Hepinize
selamlar. Bugün sizlere Beyza Alkoç’un kaleme aldığı “3391 Kilometre” isimli
kitabını inceleyeceğim. Umarım bu incelememden hoşnut kalırsınız. Şimdi
sizlerin huzurunda incelememe geçiyorum.
Ne
anlatıyor?
İzmir, hayatı boyunca asosyal ve yalnız kalmış bir kızdır. Babası asker olduğundan da hep taşınıp durmuşlardır ve bu durum da yalnızlığına yalnızlık katmıştır. Tumblr adlı platformda yazılar yayımlayan İzmir yine bir gün Tumblr’da gezinirken ilk defa mesaj kutusunun üzerinde beliren “1” rakamı ile kendisine mesaj geldiğini anlayıp heyecanlanır. Mesajı açar ama çok da umduğu gibi bir mesaj çıkmaz. Yine de konuşmaya devam eder karşısındaki gençle. Gencin ismi ise Ege’dir. İzmir, isimlerindeki uyumluluğu düşünse de çok önemsemez belki ama sonradan yavaş yavaş harlanmaya başlayan aşk kıvılcımlarından habersiz olduğu pek söylenemez…
Benim
düşüncelerim neler?
Birçok yeri
sırıtarak okudum. Bazı yerlerde ise gülücüklerimi armağan ettim cümlelere. Hoş
bir romandı ama hoş olması eleştirilecek yanlarının olmadığını göstermiyor
elbet. İzmir ve Ege’nin aşklarını onca mesafeye karşı yürütebilmeleri, yan
yanaymış gibi davranmaları o kadar güzeldi ki… Ama bence aşkları biraz fazla
üst düzeydi. Yani bu üst düzey aşk bana pek inandırıcı gelemedi. Gerçek
hayatlarımızda bu kitaptaki gibi şaşalı aşklar görebileceğimizi sanmıyorum.
Bundandır ki dediğim gibi pek inandırıcı gelemedi. 18 yaşındaki bir kızın
yapamayacağı şeyler de bu inandırıcı gelmeyen şeylerden birkaç tanesiydi. Gerçi
düşünmek gerekirse günümüzde de zaten internetten birileriyle tanışıp konuşmak
pek güvenli değil. Özellikle de çok fazla bilinen sosyal ağlarda. Ama bu kitap
yine de imkânsızlıklara göğüs geren iki genci anlattığı için memnun oldum. Bir
de gereksiz küfür olayımız var yine. Her kitapta itinayla dikkat ettiğim bir
şey varsa o da yazarımızın tüm erkek karakterlerinin ağzından gereksiz küfür
çıkarışı. Bu bir yerden sonra fazlasıyla sıkıyor insanı, bayıyor.

## Kullanılacak veriler
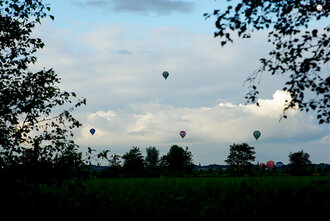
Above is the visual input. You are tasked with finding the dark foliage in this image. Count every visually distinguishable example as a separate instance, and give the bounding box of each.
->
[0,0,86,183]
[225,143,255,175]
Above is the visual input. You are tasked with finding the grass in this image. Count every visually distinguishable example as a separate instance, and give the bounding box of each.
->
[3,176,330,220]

--

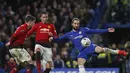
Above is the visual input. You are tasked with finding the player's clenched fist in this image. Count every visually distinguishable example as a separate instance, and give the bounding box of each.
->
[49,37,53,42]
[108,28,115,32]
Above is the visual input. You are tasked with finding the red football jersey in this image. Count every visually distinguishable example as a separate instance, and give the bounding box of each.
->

==

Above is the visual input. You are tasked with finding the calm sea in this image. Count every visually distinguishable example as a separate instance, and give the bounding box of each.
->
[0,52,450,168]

## Alıştırma yönergeleri
1. Kayıtlarda "finding the dark" ifadesini içeren satırdan başlayıp "[225,143,255,175]" ifadesini içeren satırda biten bölümü yeniden boyutlandırarak yaz ve yalnızca bu satırları ver. Yanıtlardaki sınırlayıcı kutu koordinatlarını 0,7 ile çarpıp tam sayıya yuvarla (yarımlar yukarı yuvarlanır), diğer satırları ise değiştirmeden aktar.
2. “3391 Kilometre” kitabı hakkındaki incelemeyi, son cümlesinden sonrasını yazarak sürdür.

## Görevlerin yanıtları
1.
Above is the visual input. You are tasked with finding the dark foliage in this image. Count every visually distinguishable example as a separate instance, and give the bounding box of each.
->
[0,0,60,128]
[158,100,179,123]

2.
İzmir ve
Ege’nin aşkı bence daha naif bir aşk olabilirdi. Ya da naiflik yerine bu üst
düzey aşkın miktarını biraz kısıp daha makul dereceye indirilebilirdi. Çünkü
romanı okurken Leyla ve Mecnun’un aşkının bir parodisini mi yoksa bir genç
yetişkin romanı mı okuduğumu anlayamadım.
Umarım bu
incelemem sizin için faydalı olabilmiştir. Siz “3391 Kilometre” kitabını
okudunuz mu? Okuduysanız sizin düşünceleriniz neler?
Bir sonraki
incelemede buluşuncaya dek hoşça kalın, sağlıcakla kalın…
Bu kitaba
puanım: 5/10
Alıntılar
“Bir
şövalye, aştığı dağların ardından atıyla ilerliyordu. Ta ki yedi dağ ötede
gökyüzünden düşen bir yıldız görene kadar. Şöyle düşündü şövalye
'Yıldızlar
neden hiç dibime düşmez ey göklerin koruyucusu, söyle bana; güzel olan her şey
uzakta mıdır?' "
“Kimse,
hiçbir yeri geri dönmek üzere terk etmez.”
“İnsan her
daim eve dönmek istiyor.”
“Söyle bana,
kavuşmak dokunmadan olur mu? Her dokunan kavuşur mu?”
“İnsan,
elindekileri tutabilen bir varlık değil maalesef.”
“+Belki bir
gün biz de birer kahraman olabiliriz, değil mi?
-Birbirlerimizin
ruhlarını kurtarırsak neden olmasın?”
“Kestirmesi
olsa her yolun, anlamı kalır mı kavuşmanın?”
“Uzakta olan
güzel olmasaydı bu kadar, bakar mıydı gözler bu kadar uzağa? İnsan öyle bir
yaratılmış ki, gözleri en uzağı, gökyüzünü bile görüyor. Çünkü güzel olan uzak
olandır, her daim ve daima…”
“Onunla
konuşmaktan daha güzeldi belki de onunla susmak.”
“Onun
sessizliği, yüz binlerce insanın cümlelerinden daha güzeldi.”
“Görmemek
değildi katlanılamayan, yanında olamamak, yanı başında duramamaktı.”
“Unutma,
herkes gittiğinde bile ruhun seninle kalacak… Senin en yakın arkadaşın, en
daimi ailen sensin…”
“Hayalini
kurmadığın her şey imkânsız olarak kalır.”
“Kendine
sarılmış, yalnızlığını kendi kollarına sarılarak unutmak istemiş.”
“Çünkü
mesafeler, aşılmak içindir…”
“Siyah
beyazız ikimiz, sarılınca renkleneceğiz.”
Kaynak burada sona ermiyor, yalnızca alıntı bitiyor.